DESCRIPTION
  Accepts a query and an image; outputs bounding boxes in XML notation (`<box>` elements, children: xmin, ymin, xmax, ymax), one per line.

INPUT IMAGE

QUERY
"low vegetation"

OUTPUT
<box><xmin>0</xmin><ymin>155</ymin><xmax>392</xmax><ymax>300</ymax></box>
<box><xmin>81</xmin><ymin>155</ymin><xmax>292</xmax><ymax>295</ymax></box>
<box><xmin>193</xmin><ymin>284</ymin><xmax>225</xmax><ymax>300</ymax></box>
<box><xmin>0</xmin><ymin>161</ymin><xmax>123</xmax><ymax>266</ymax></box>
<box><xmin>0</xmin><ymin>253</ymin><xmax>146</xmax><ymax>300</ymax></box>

#####

- [Required task]
Scale the data above by reproducing every line, requests included, with each bounding-box coordinate in the answers multiplied by 0.55 and rounded to a whole number, halves rounding up.

- [Result of this task]
DESCRIPTION
  Accepts a query and an image; outputs bounding boxes in XML notation (`<box>` elements, children: xmin, ymin, xmax, ymax), one per line.

INPUT IMAGE

QUERY
"low vegetation"

OUTPUT
<box><xmin>0</xmin><ymin>85</ymin><xmax>216</xmax><ymax>165</ymax></box>
<box><xmin>45</xmin><ymin>85</ymin><xmax>161</xmax><ymax>162</ymax></box>
<box><xmin>106</xmin><ymin>156</ymin><xmax>124</xmax><ymax>165</ymax></box>
<box><xmin>0</xmin><ymin>89</ymin><xmax>68</xmax><ymax>146</ymax></box>
<box><xmin>0</xmin><ymin>139</ymin><xmax>80</xmax><ymax>165</ymax></box>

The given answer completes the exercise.